EXERCISE TASK 1: How many quotes does the blog page say it currently holds?

EXTRACT:
• • • • • • •

Tuesday, June 23, 2009

This blog is on vacation

No new quotes are being added to this blog over the summer. Perhaps we (really, I) will come back in the fall, refreshed and ready to go. Or perhaps, more likely, we'll/I'll stop this blog at its current number of 55 quotes. (I had hoped to reach 100 quotes). 

For more about this, see: the June 23rd posting at my other blog, Writing Home.

Tuesday, May 26, 2009

The pleasure of prose

At the time of writing, I don't write for my friends or myself, either; I write for it, for the pleasure of it. I believe if I stopped to wonder what So-and-so would think, or what I'd feel like if this were read by a stranger, I would be paralyzed. I care what my friends think, very deeply—and it's only after they've read the finished thing that I really can rest, deep down.

--Eudora Welty, interviewed in Women Writers at Work: The Paris Review Interviews, p. 162. (1972)

Thursday, May 21, 2009

Why Dorothy Parker was a writer

All those writers who write about their childhood! Gentle God, if I wrote about mine you wouldn't sit in the same room with me.

INTERVIEWER: What, then, would you say is the source of most of your work?

PARKER: Need of money, dear.

--Dorothy Parker, interviewed in Women Writers at Work: The Paris Review Interviews, p. 109. (1956)

Monday, May 4, 2009

The dichotomy of the artist and lover

This dichotomizing of the two aspects of female energy, caretaking versus generative action, has been the dominant impact of the cultural narrative about love. We have thought of ourselves either as ... lover or artist—but rarely both. Rarely do assume that the same process involved in creating must inform our loving, or that in loving we create. Rarely would we assume the agency to create, because to have agency means the quality of moving or exerting power, the state of being in action, and as women this has not been our common sense of ourselves.

• • • • • • •

EXERCISE TASK 2: Turn the entries, from their start through the line containing "top-left (436, 128), bottom-right (497, 296)", into a JSON list of strings with one string per line and any blank lines left out.

• • • • • • •

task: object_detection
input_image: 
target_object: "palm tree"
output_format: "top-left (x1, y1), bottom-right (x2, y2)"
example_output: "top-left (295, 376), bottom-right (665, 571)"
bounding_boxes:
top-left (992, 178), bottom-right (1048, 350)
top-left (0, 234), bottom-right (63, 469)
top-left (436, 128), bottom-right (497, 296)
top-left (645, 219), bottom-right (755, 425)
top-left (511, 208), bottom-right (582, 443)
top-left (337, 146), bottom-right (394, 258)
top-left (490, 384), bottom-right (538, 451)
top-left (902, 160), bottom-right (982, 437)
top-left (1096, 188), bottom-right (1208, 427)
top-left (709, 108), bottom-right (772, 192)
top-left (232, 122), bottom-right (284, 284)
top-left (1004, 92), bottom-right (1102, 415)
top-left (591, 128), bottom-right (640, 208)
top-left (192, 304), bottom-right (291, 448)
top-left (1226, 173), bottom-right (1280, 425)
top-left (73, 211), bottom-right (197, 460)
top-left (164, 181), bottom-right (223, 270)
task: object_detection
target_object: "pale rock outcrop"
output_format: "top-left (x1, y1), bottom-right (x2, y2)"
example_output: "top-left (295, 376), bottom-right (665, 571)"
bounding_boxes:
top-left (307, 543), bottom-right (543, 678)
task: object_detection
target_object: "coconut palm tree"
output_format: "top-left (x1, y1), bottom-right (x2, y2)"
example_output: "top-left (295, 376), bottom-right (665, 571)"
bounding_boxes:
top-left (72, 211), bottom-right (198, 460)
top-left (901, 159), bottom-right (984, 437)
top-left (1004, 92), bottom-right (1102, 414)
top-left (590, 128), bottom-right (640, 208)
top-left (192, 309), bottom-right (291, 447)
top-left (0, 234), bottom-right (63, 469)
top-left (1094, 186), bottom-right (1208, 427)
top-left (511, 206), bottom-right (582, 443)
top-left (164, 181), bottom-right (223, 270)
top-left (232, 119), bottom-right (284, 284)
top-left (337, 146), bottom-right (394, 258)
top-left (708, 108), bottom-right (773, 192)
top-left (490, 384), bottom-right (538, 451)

• • • • • • •

FINISHED ANSWER 1: 55 quotes

FINISHED ANSWER 2:
[
  "task: object_detection",
  "input_image: ",
  "target_object: \"palm tree\"",
  "output_format: \"top-left (x1, y1), bottom-right (x2, y2)\"",
  "example_output: \"top-left (295, 376), bottom-right (665, 571)\"",
  "bounding_boxes:",
  "top-left (992, 178), bottom-right (1048, 350)",
  "top-left (0, 234), bottom-right (63, 469)",
  "top-left (436, 128), bottom-right (497, 296)"
]